Extract provided:

** start **

Focus or Flurry – Making the Change

We must make the transformation from being too busy to being productively busy.  We have to move from flurry to focus.  And it starts with the decision to do so.  You must resolve that you are tired of being tired, you are fed up with not getting where you want to be.  It doesn’t solve your problems, but it helps provide the resolve you are going to need to implement this.

Action Plan

Create calendar blocks.  Each block should be at least an hour preferably but certainly no less than 30 minutes each.  You won’t need to block every waking moment, you are simply trying to make sure that you set aside specific activity blocks.  You will protect these blocks ruthlessly, letting nothing short of real emergencies (spurting blood, sinkholes, hurricanes, earthquakes) get in the way.  You need these blocks labelled on your daily calendar:

  1. Spiritual Time.  I call this devotional time but you can call it what you want.  The point is you need daily time dedicated to developing your spiritual life.  This helps make everything else better, it is THAT critical.  Ideally, this is your first block of the day.  Get up earlier if need be to have time for it.  I find that’s what works best for me, before everyone else gets up to have my devotional time.  If you have kids, it’s even better to let them see you engaged in this daily as it also encourages them to develop the habit.
  2. Hard Time.  This block is set aside for doing things you know you need to do that day but avoid and postpone until it is too late to do them.  Set aside time for it and strictly do not allow yourself to do anything else during that time frame until the hard thing is done.
  3. Personal Growth Time.  A block designed for you to intentionally grow yourself.  Remember my 1% rule:  if you simply grow yourself intentionally by 1% a day you will see exponential results.
  4. Reading Time.  Do nothing but read.  Magazines or trade journals, books, white papers.  Do not spend this time on the newspaper or social media.  We want reading time that feeds us.
  5. Me Time.  A block where no one else but you is your concern.  Do whatever you want as long as it isn’t for someone else.  You need this for your sanity and balance.

Change of Mindset

Driving to a meeting this morning I was listening, as I usually do, to “Automobile University”.  If you haven’t done this, it’s a practice I highly recommend.  Instead of listening to local radio and hearing the same song five times in an hour or tuning in (bleah!) talk radio or the news, try instead taking advantage of that really nice CD player you have and pop in motivational stories or information.  I will alternately listen to audio with John Maxwell, Zig Ziglar, Jim Rohn, Les Brown, and the CD that comes in every issue of Success Magazine.  This is especially great for those who don’t have the time to read constantly (that pretty much covers all of us).  Positive, inspirational, motivational, and informative.  Great way to start off!

Flight Path Change

plane-taking-off Anyway, I was listening to Zig Ziglar tell an old familiar story, which I’ll retell from my perspective.

I boarded a plane at Orlando International Airport that was bound for Seattle, Washington with no stops.  The plane took off and after being in the air for about a half hour, it was no longer heading directly for Seattle.  The earth rotates, winds blow, all kinds of physical forces work against the plane heading straight for Seattle.  Don’t know where we are going, but it ain’t Seattle.

** end **

Stored dataset records:

** start **

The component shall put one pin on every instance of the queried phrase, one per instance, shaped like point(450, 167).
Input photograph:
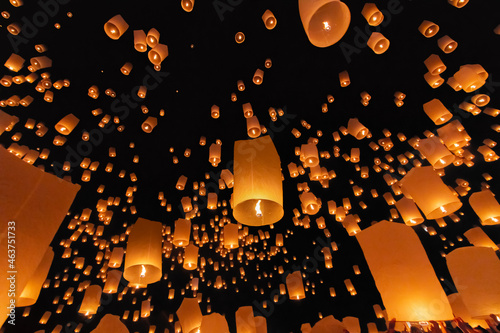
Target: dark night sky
point(202, 69)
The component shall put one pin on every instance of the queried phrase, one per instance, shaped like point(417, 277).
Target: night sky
point(201, 70)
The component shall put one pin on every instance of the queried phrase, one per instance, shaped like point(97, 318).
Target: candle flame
point(258, 211)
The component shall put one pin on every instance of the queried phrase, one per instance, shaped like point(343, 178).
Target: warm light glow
point(258, 212)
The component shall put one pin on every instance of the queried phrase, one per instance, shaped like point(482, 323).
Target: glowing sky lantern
point(407, 296)
point(325, 21)
point(258, 191)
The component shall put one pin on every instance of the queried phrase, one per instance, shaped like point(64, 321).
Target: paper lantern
point(486, 207)
point(28, 194)
point(325, 21)
point(110, 323)
point(230, 236)
point(214, 323)
point(435, 152)
point(143, 258)
point(428, 29)
point(245, 321)
point(356, 129)
point(269, 20)
point(91, 300)
point(115, 27)
point(295, 286)
point(461, 311)
point(475, 272)
point(258, 191)
point(30, 292)
point(394, 253)
point(378, 43)
point(113, 278)
point(190, 257)
point(409, 212)
point(187, 5)
point(477, 237)
point(429, 192)
point(158, 54)
point(372, 14)
point(66, 125)
point(446, 44)
point(182, 232)
point(189, 315)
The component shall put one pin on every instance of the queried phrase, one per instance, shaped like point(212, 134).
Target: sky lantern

** end **

Directives:
(a) Can you copy out the part of the article on moving from flurry to focus, starting with "2. Hard Time." and going on through "sanity and balance."?
(b) Could you carry on the article about moving from flurry to focus, picking up right after its last sentence?

Answers to each task:
(a)
2. Hard Time.  This block is set aside for doing things you know you need to do that day but avoid and postpone until it is too late to do them.  Set aside time for it and strictly do not allow yourself to do anything else during that time frame until the hard thing is done.
  3. Personal Growth Time.  A block designed for you to intentionally grow yourself.  Remember my 1% rule:  if you simply grow yourself intentionally by 1% a day you will see exponential results.
  4. Reading Time.  Do nothing but read.  Magazines or trade journals, books, white papers.  Do not spend this time on the newspaper or social media.  We want reading time that feeds us.
  5. Me Time.  A block where no one else but you is your concern.  Do whatever you want as long as it isn’t for someone else.  You need this for your sanity and balance.

(b)
So the pilot, wise man that he is, turns the plane around and heads back to Orlando, lands and starts all over again.

What?!

Of course he doesn’t!  He and the co-pilot simply make navigational adjustments to re-direct the plane back towards Seattle in mid-flight.  It would be silly and waste of time to head back and start all over again.

That’s the story of you and me.  When we attempt to get somewhere in life and accomplish something a monkey wrench gets thrown into the works.  It is inevitable that things will not go according to plan.  Too many times, the way that a person will try to solve that problem is by tossing the whole plan out the window and making a new; starting all over again.  It tends to be either/or; a change in the plan doesn’t enter our mind.

Change Your Plan

change the path to get to your destinationStop!  Think!

It’s not necessarily the whole plan, just parts of it.  Sometimes even it’s not the plan at all, just outside forces that interfere and cause a problem.  Instead of throwing out the whole plan, just make adjustments.  Don’t change where you want to go, simply change the path you will follow to get there.  Keep yourself directed, don’t lose sight of where you want to be!  The rocky path in front of us can distract us, but you need tunnel vision so you don’t accept anything other than the goal you wish to accomplish.

Action Plan

  1. Take a look at your goals and think about one that recently had a setback.  Did you toss out the plan?  Have you made a new one or abandoned the goal altogether?
  2. Re-focus.  Do you still want that goal?  What can you do differently to get there?  Is there something you can try that no one has tried before?  This is especially good when conventional methods aren’t working.
  3. Take the first step NOW!  When we take an immediate action, no matter how small, we increase the likelihood of success.
Every one of us has a dream.   Believe it or not, this is mine.  Early on, I distinguished myself as a speaker and trainer.  I also developed a passion for how people who become leaders, how groups work together, and how people grow.  Combining those two into what I do now creates that perfect avenue for me.  Am I totally there?  No, but I am moving forward in that direction.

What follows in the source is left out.